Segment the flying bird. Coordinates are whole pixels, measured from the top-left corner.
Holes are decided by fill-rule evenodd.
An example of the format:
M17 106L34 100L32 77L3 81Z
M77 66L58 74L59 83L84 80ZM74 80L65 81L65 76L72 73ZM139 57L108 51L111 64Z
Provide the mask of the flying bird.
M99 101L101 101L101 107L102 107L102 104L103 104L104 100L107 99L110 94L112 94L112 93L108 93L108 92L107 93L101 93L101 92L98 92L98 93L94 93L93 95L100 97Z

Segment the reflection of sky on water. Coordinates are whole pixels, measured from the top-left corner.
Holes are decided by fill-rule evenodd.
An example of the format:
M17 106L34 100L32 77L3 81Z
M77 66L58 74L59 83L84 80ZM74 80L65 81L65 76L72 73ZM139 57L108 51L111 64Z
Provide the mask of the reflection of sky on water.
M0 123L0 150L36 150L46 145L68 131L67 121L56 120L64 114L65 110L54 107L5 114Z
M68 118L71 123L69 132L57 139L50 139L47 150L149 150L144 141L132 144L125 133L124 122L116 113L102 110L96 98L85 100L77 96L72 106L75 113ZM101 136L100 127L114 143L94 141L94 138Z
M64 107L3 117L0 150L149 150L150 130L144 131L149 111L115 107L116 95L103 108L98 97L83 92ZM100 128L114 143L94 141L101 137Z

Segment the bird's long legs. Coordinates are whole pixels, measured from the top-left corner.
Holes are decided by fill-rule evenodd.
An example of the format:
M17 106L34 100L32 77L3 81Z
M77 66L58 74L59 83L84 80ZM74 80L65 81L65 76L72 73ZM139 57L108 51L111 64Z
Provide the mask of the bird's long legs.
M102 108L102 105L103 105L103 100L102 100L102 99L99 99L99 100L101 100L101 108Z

- WORK TASK:
Repeat back the material above verbatim, including every line.

- ANSWER FOR THE TASK:
Segment the flying bird. Coordinates are whole pixels, measured from the top-left corner.
Holes are decided by fill-rule evenodd.
An example of the format:
M17 106L34 100L32 77L3 81Z
M77 66L58 74L59 83L84 80ZM74 80L65 81L65 76L72 73ZM139 57L108 51L111 64Z
Provide the mask of the flying bird.
M99 101L101 101L101 107L102 107L102 104L103 104L104 100L107 99L110 94L112 94L112 93L108 93L108 92L107 93L101 93L101 92L98 92L98 93L94 93L93 95L100 97Z

Segment the reflection of sky on water. Coordinates are whole pixels, measured from the top-left corner.
Holes are decided by fill-rule evenodd.
An example of the format:
M17 106L34 100L32 77L3 81Z
M77 66L58 74L59 83L84 80ZM74 80L65 81L65 76L72 73ZM139 57L108 51L111 64Z
Provide the mask of the reflection of sky on water.
M0 123L0 150L36 150L46 145L68 131L67 121L56 120L64 114L65 110L54 107L5 114Z
M68 118L71 123L69 132L57 139L50 139L47 150L149 150L144 141L132 144L125 133L124 122L116 113L102 110L96 98L85 100L77 96L72 106L75 113ZM101 136L100 127L114 143L94 141L94 138Z
M64 107L3 117L0 150L149 150L150 130L144 131L149 111L115 107L116 95L103 108L98 97L83 92ZM100 128L114 143L94 141L101 137Z

Segment the bird's long legs. Coordinates are whole pixels, measured from the top-left corner.
Holes are decided by fill-rule evenodd.
An example of the format:
M17 106L34 100L32 77L3 81Z
M77 66L58 74L59 83L84 80ZM74 80L65 81L65 76L72 73ZM139 57L108 51L111 64Z
Provide the mask of the bird's long legs.
M102 108L102 105L103 105L103 100L102 100L102 99L99 99L99 100L101 100L101 108Z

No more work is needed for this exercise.